___ Recorded information ___

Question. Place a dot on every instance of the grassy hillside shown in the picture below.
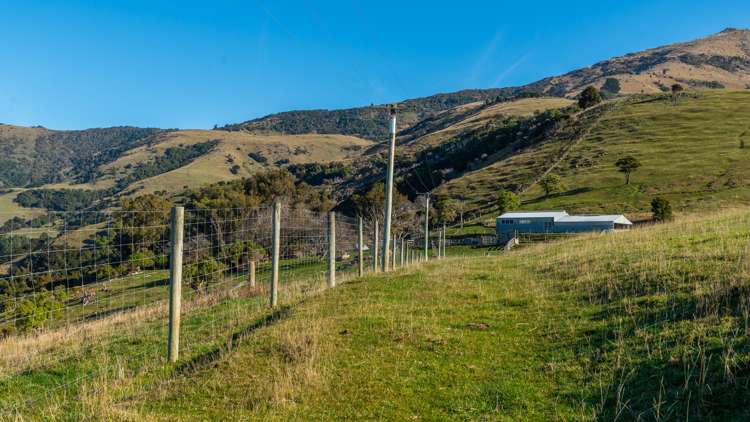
(37, 156)
(10, 209)
(646, 324)
(717, 61)
(240, 149)
(690, 153)
(472, 117)
(365, 122)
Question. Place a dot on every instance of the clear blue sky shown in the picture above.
(76, 64)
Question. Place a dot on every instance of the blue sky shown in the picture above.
(77, 64)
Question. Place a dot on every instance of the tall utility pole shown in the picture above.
(389, 192)
(427, 227)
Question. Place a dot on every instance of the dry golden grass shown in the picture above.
(233, 149)
(482, 115)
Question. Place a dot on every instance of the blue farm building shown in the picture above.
(556, 222)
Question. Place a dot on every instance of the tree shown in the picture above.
(661, 209)
(611, 85)
(551, 183)
(507, 201)
(447, 209)
(627, 165)
(589, 97)
(676, 91)
(370, 205)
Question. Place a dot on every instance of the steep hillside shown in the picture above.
(365, 122)
(691, 153)
(717, 61)
(35, 156)
(234, 155)
(642, 325)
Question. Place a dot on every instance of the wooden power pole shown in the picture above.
(389, 193)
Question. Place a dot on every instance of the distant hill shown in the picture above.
(695, 153)
(718, 61)
(474, 140)
(365, 122)
(37, 156)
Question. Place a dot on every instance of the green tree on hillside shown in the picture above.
(370, 205)
(447, 209)
(627, 165)
(612, 86)
(507, 201)
(661, 209)
(551, 183)
(589, 97)
(676, 91)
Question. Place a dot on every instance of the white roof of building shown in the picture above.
(563, 217)
(535, 214)
(616, 219)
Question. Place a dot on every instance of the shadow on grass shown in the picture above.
(235, 339)
(558, 195)
(688, 378)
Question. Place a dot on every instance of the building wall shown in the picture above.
(537, 225)
(526, 225)
(584, 226)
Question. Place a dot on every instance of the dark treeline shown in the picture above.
(79, 199)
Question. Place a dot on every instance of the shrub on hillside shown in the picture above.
(589, 97)
(661, 209)
(507, 201)
(201, 275)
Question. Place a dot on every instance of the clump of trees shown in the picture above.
(589, 97)
(611, 87)
(371, 203)
(316, 174)
(661, 209)
(676, 90)
(627, 165)
(551, 183)
(173, 158)
(60, 199)
(507, 201)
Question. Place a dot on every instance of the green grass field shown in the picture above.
(690, 153)
(649, 324)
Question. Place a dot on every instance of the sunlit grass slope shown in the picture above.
(649, 324)
(690, 153)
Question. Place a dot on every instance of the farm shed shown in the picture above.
(556, 222)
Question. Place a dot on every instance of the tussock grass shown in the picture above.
(650, 324)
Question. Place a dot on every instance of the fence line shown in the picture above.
(125, 284)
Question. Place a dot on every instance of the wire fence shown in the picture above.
(97, 285)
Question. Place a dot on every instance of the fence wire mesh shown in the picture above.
(96, 285)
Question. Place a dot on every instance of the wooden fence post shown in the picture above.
(332, 249)
(276, 251)
(175, 282)
(403, 251)
(375, 246)
(393, 254)
(361, 247)
(252, 273)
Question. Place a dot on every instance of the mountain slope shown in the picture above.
(35, 156)
(234, 155)
(365, 122)
(721, 60)
(691, 154)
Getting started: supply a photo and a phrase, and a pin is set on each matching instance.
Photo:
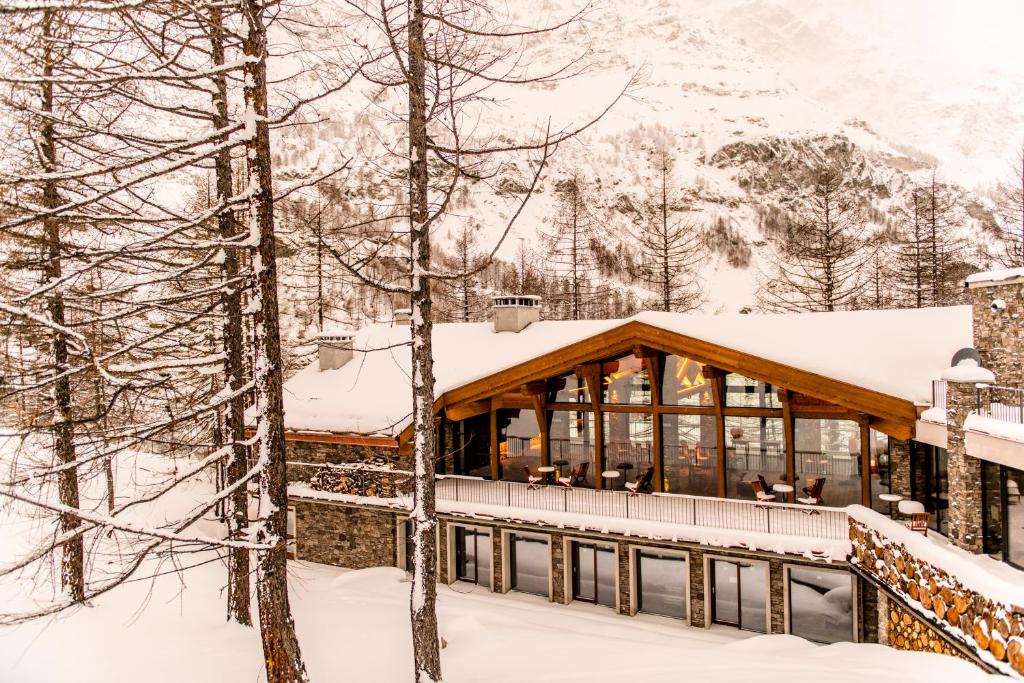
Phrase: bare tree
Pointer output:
(671, 247)
(818, 261)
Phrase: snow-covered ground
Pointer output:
(353, 627)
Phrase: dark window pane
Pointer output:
(829, 450)
(820, 605)
(628, 442)
(569, 389)
(754, 597)
(747, 392)
(625, 381)
(683, 383)
(529, 565)
(689, 445)
(754, 446)
(726, 592)
(571, 441)
(662, 585)
(606, 577)
(518, 443)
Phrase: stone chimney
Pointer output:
(334, 349)
(514, 312)
(997, 304)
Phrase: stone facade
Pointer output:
(965, 472)
(998, 335)
(345, 536)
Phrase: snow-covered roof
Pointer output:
(994, 276)
(896, 352)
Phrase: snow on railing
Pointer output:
(775, 518)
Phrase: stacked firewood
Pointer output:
(981, 624)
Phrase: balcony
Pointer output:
(778, 526)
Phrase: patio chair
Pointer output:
(643, 484)
(813, 492)
(760, 494)
(532, 480)
(577, 476)
(919, 522)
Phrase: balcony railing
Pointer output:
(819, 522)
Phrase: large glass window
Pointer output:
(594, 573)
(571, 442)
(747, 392)
(625, 381)
(569, 389)
(660, 584)
(628, 443)
(828, 450)
(820, 604)
(683, 383)
(755, 449)
(472, 452)
(518, 443)
(740, 595)
(1014, 483)
(689, 445)
(881, 470)
(529, 564)
(472, 555)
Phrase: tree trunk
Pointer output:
(239, 608)
(281, 647)
(73, 556)
(426, 650)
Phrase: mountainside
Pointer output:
(748, 95)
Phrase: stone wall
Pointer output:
(998, 335)
(965, 472)
(304, 458)
(345, 536)
(979, 624)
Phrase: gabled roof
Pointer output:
(884, 360)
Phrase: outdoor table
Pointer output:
(560, 464)
(781, 488)
(890, 499)
(625, 467)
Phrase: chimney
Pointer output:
(997, 311)
(514, 312)
(334, 349)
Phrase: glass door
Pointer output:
(739, 593)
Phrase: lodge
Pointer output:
(768, 473)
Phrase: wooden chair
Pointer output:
(532, 480)
(577, 476)
(813, 492)
(643, 484)
(919, 522)
(760, 494)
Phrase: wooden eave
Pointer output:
(885, 409)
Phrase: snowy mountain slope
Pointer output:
(724, 81)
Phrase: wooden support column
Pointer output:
(865, 460)
(717, 379)
(538, 392)
(496, 465)
(592, 375)
(652, 364)
(788, 429)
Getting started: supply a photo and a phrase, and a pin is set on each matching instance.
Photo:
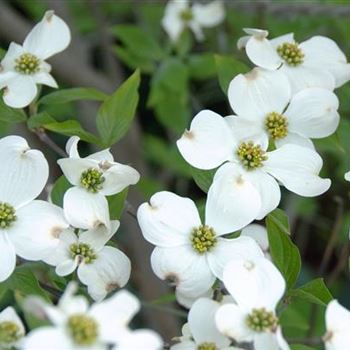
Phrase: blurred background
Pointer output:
(110, 39)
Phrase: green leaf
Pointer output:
(284, 252)
(74, 94)
(25, 283)
(138, 41)
(11, 115)
(227, 68)
(202, 66)
(165, 155)
(116, 204)
(314, 292)
(203, 178)
(300, 347)
(67, 127)
(59, 189)
(117, 112)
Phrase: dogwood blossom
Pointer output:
(188, 253)
(316, 62)
(102, 268)
(257, 286)
(12, 329)
(28, 227)
(77, 326)
(266, 109)
(180, 15)
(338, 326)
(259, 234)
(212, 141)
(96, 175)
(23, 67)
(200, 332)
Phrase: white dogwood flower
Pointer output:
(180, 15)
(23, 67)
(316, 62)
(188, 253)
(211, 141)
(201, 332)
(12, 330)
(96, 175)
(259, 234)
(77, 326)
(257, 286)
(28, 227)
(101, 268)
(338, 326)
(266, 108)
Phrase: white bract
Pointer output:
(12, 330)
(77, 326)
(259, 234)
(316, 62)
(94, 176)
(23, 67)
(188, 253)
(212, 140)
(180, 15)
(266, 109)
(338, 327)
(257, 286)
(201, 332)
(28, 227)
(101, 268)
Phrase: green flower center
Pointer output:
(83, 251)
(251, 156)
(207, 346)
(27, 64)
(261, 320)
(276, 125)
(186, 15)
(291, 53)
(203, 239)
(10, 332)
(7, 215)
(83, 329)
(92, 179)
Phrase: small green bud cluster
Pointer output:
(276, 125)
(92, 179)
(83, 329)
(261, 320)
(251, 156)
(83, 251)
(203, 239)
(291, 53)
(27, 64)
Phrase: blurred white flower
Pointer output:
(12, 330)
(257, 286)
(23, 67)
(316, 62)
(201, 332)
(101, 268)
(189, 254)
(180, 15)
(76, 326)
(212, 141)
(28, 227)
(94, 176)
(267, 110)
(338, 327)
(259, 234)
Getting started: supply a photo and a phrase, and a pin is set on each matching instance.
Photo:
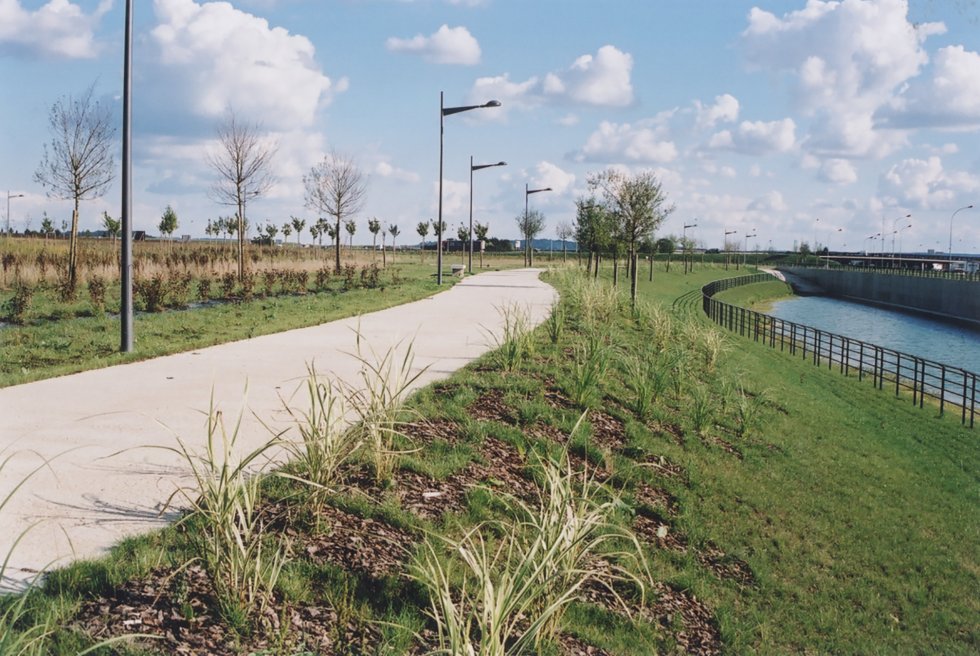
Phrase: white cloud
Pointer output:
(757, 137)
(547, 174)
(837, 171)
(768, 202)
(925, 184)
(448, 45)
(601, 80)
(848, 58)
(644, 142)
(58, 28)
(210, 56)
(724, 109)
(948, 97)
(386, 170)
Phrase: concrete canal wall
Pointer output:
(951, 299)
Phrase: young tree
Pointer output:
(335, 187)
(423, 229)
(298, 225)
(394, 231)
(168, 222)
(111, 225)
(47, 226)
(639, 204)
(78, 165)
(374, 227)
(530, 224)
(243, 163)
(564, 231)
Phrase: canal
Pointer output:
(916, 334)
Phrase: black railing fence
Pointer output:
(945, 386)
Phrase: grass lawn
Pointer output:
(756, 504)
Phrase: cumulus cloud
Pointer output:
(58, 28)
(602, 80)
(724, 109)
(210, 56)
(954, 78)
(448, 45)
(757, 137)
(925, 184)
(847, 59)
(644, 142)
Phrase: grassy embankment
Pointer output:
(806, 511)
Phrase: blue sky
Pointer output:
(792, 120)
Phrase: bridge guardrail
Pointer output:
(943, 385)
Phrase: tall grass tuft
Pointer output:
(325, 445)
(378, 404)
(514, 595)
(226, 530)
(515, 345)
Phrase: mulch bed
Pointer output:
(490, 406)
(359, 544)
(173, 605)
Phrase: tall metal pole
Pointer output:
(442, 113)
(126, 256)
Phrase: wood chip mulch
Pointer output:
(174, 606)
(490, 406)
(359, 544)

___

** Task brief **
Can you reproduce, word for word, the lines from the one containing "Phrase: grass lawn" through the last line, with both of those lines included?

** Task result **
Phrase: grass lawn
Pointer output:
(756, 504)
Phrase: cumulus cloud
Pointer output:
(58, 28)
(602, 80)
(724, 109)
(210, 56)
(954, 78)
(448, 45)
(757, 137)
(925, 184)
(847, 59)
(644, 142)
Phrase: grassy embankment
Pointer output:
(806, 511)
Phrase: blue sky
Pointer output:
(792, 120)
Phrase: bridge guardrail
Pointer output:
(943, 385)
Phrase: tall grass tuft
Pointer output:
(325, 445)
(378, 404)
(514, 595)
(226, 530)
(515, 345)
Phrase: mulch bed
Pointer output:
(490, 406)
(359, 544)
(173, 605)
Phrase: tall metal pole
Pointer output:
(442, 113)
(126, 256)
Phrase: wood chip mulch
Pointer output:
(174, 606)
(490, 406)
(359, 544)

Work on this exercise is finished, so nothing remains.